# Exercises
1. According to the AI news roundup, who led OpenRouter's $113M Series B?
2. Reproduce the AI news roundup verbatim between "China restricts overseas" and "from Chinese labs.", inclusive.

# Document text

##############################

AI News — May 27, 2026: OpenRouter's $1.3B Bet on Model-Switching, Uber's Token Spend Faces Reckoning

Good morning. Today’s theme is the bill coming due — on AI spending, on talent mobility, and on the web’s traffic economy. Uber’s tokenmaxxing hangover got a second airing as the COO joined the CEO in saying the quiet part out loud, OpenRouter raised at a $1.3B valuation off the same multi-model demand that’s draining everyone else’s budgets, and the Pope weighed in on what builders owe the rest of us.

Uber’s COO joins the tokenmaxxing reckoning. A day after we covered Uber president Andrew Macdonald questioning the company’s $3.4B AI spend, Business Insider ran the COO making essentially the same case, and the r/artificial thread is harsher than the HN version was. The most-quoted line: tokenmaxxing is the new KLOC, a metric so easy to game that it stops measuring anything useful the moment someone starts tracking it. One commenter noted that even without an official mandate, engineers would build automations to inflate their token numbers just in case — Goodhart’s Law arriving on schedule.

OpenRouter doubles to $1.3B on multi-model demand. OpenRouter raised a $113M Series B led by Google’s CapitalG, TechCrunch reports, more than doubling last year’s $547M mark. The numbers behind it: 100 trillion tokens routed per month, 5x growth in six months, 8 million users, 400+ models on offer. The bet is that enterprises increasingly want to pick a different model for each task and not get locked into one lab — which is also, conveniently, exactly the behavior that makes individual AI bills hard to predict.

China restricts overseas travel for AI talent at Alibaba and DeepSeek. Beijing is extending travel approval requirements — previously reserved for nuclear scientists and SOE executives — to AI staff at private firms, IBTimes reports. The r/LocalLLaMA thread is split: several commenters point out that most governments restrict travel for people with sensitive clearances, while others argue this will discourage overseas Chinese AI researchers from returning. One contrarian read worth noting: if the worry is poaching or paid defection, locking talent in place may actually keep open-weights output flowing from Chinese labs.

##############################

# Dataset excerpts
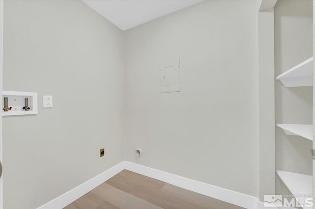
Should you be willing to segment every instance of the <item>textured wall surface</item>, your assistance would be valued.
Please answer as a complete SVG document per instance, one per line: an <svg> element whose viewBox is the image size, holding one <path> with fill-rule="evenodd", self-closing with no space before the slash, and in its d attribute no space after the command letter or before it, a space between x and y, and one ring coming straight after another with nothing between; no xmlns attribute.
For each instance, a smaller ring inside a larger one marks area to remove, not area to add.
<svg viewBox="0 0 315 209"><path fill-rule="evenodd" d="M3 119L4 208L32 209L123 160L123 32L79 0L4 7L3 89L39 108Z"/></svg>
<svg viewBox="0 0 315 209"><path fill-rule="evenodd" d="M258 3L205 1L126 31L126 160L258 196ZM160 93L174 58L181 92Z"/></svg>

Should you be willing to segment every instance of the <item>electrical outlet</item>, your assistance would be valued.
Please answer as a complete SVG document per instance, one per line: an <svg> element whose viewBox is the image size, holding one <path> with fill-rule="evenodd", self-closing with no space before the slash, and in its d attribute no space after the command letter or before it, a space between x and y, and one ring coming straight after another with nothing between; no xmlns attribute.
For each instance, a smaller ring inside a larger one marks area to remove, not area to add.
<svg viewBox="0 0 315 209"><path fill-rule="evenodd" d="M105 149L103 148L103 149L101 149L99 151L99 157L102 157L105 155L104 150L105 150Z"/></svg>
<svg viewBox="0 0 315 209"><path fill-rule="evenodd" d="M43 96L43 107L52 108L53 107L53 96Z"/></svg>

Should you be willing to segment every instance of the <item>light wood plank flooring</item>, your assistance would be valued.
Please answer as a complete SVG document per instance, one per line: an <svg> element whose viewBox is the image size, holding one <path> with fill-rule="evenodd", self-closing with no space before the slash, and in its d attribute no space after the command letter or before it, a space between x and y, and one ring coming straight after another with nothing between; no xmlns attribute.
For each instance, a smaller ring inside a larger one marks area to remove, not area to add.
<svg viewBox="0 0 315 209"><path fill-rule="evenodd" d="M124 170L65 209L239 209L243 208Z"/></svg>

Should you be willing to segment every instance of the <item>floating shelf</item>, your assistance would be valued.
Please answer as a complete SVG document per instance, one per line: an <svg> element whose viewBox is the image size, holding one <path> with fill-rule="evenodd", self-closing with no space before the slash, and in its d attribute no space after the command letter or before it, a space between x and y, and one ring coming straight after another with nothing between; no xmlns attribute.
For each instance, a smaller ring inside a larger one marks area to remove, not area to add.
<svg viewBox="0 0 315 209"><path fill-rule="evenodd" d="M2 91L3 101L4 97L7 97L8 106L12 108L7 112L4 111L1 107L2 115L3 116L11 115L34 115L37 114L37 93L34 92L23 92L21 91ZM24 110L25 105L24 98L29 100L29 111Z"/></svg>
<svg viewBox="0 0 315 209"><path fill-rule="evenodd" d="M277 126L284 130L287 135L298 135L313 141L313 125L304 124L277 124Z"/></svg>
<svg viewBox="0 0 315 209"><path fill-rule="evenodd" d="M277 170L277 174L292 194L301 195L297 197L300 205L305 204L305 199L312 197L313 177L312 176L279 170ZM303 197L303 195L306 196L310 195L310 196ZM310 208L303 207L303 209L307 208Z"/></svg>
<svg viewBox="0 0 315 209"><path fill-rule="evenodd" d="M313 85L313 57L304 61L276 78L286 87Z"/></svg>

##############################

# Answers to the exercises
1. Google's CapitalG led it.

2.
China restricts overseas travel for AI talent at Alibaba and DeepSeek. Beijing is extending travel approval requirements — previously reserved for nuclear scientists and SOE executives — to AI staff at private firms, IBTimes reports. The r/LocalLLaMA thread is split: several commenters point out that most governments restrict travel for people with sensitive clearances, while others argue this will discourage overseas Chinese AI researchers from returning. One contrarian read worth noting: if the worry is poaching or paid defection, locking talent in place may actually keep open-weights output flowing from Chinese labs.